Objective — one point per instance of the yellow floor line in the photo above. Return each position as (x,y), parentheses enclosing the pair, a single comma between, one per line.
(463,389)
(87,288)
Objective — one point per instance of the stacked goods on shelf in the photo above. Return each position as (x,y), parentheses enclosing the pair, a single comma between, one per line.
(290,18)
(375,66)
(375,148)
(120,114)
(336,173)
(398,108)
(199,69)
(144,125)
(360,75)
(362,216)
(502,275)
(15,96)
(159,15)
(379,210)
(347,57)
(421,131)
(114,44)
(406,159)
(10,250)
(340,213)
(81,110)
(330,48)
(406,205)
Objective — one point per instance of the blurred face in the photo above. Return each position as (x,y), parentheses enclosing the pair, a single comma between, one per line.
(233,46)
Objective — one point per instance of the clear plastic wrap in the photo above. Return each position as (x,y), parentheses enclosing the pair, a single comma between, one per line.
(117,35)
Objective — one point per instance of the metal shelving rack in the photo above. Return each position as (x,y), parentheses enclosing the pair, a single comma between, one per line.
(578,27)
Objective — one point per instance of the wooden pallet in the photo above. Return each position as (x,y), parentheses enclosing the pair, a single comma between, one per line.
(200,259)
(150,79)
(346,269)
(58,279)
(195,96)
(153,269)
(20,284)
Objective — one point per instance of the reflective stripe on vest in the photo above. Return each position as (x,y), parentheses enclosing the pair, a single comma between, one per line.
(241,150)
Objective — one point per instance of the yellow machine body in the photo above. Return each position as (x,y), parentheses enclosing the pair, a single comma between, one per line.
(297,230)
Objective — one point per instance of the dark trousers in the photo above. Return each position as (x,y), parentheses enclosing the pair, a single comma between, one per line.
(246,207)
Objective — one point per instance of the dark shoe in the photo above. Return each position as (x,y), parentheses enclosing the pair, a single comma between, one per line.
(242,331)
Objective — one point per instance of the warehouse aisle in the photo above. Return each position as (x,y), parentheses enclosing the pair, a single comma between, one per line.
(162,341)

----------

### [STATED GOAL]
Reproduce all of the records above word for word, keeping every line as it stands.

### [EXERCISE SOLUTION]
Objective — one point per instance of the yellow floor line in the photo above. Return each position as (x,y), parentheses enclosing the pair, a single comma between, one per line.
(463,389)
(87,288)
Objective — one point per instance of the stacked goods on shelf in the photo above. Return each position as (x,y), parentheses enclosing the pair, a single comma between, one per line.
(290,18)
(375,66)
(375,148)
(120,114)
(336,173)
(398,108)
(199,69)
(144,125)
(360,75)
(362,216)
(502,275)
(15,96)
(159,15)
(379,210)
(347,57)
(421,131)
(114,44)
(406,159)
(10,250)
(340,213)
(81,110)
(330,48)
(406,205)
Objective — one point per instance of the blurred face in the photo above. Return each position as (x,y), parentheses enclosing the pair, a single comma between, one per line.
(233,46)
Objective — one point per instance of the clear plastic wrap in the photo above. Return each position as (x,y), parentheses enclosing the pair, a single comma between, one per line.
(117,35)
Objective — one point per instance of the metal shelving rack in the photo above. Return each position as (x,y), parentheses enclosing the pair, a single comma between, one per line.
(578,27)
Objective — one point per instance of the wooden pallet in the photo above. Return each position as (x,y), parentheses enclosing the pair, a single comma between, one per line.
(200,259)
(150,79)
(346,269)
(58,279)
(195,96)
(153,269)
(20,284)
Objective — one point per instance of the reflective stripe on vest in the photo above. Return each position as (x,y), parentheses enclosing the pair, a single comma between, one per line.
(241,150)
Objective — one point per instance of the yellow machine body in the photo above. Return each position as (x,y), parentheses enclosing the pair, a single comma between, one per line.
(297,230)
Objective — one point per instance of the dark trousers in the photo above. Return each position as (x,y), parentheses enclosing the pair, a single comma between, one per line.
(246,207)
Objective — one point per instance of the dark shoe in the photo above. Return each position as (x,y), parentheses enclosing the pair, a single comma between, one per line.
(242,331)
Objective — one point per instance of the warehouse aisle in the photo above. Return each position as (x,y), parentheses enclosing the pair, a single comma between, one per line.
(162,341)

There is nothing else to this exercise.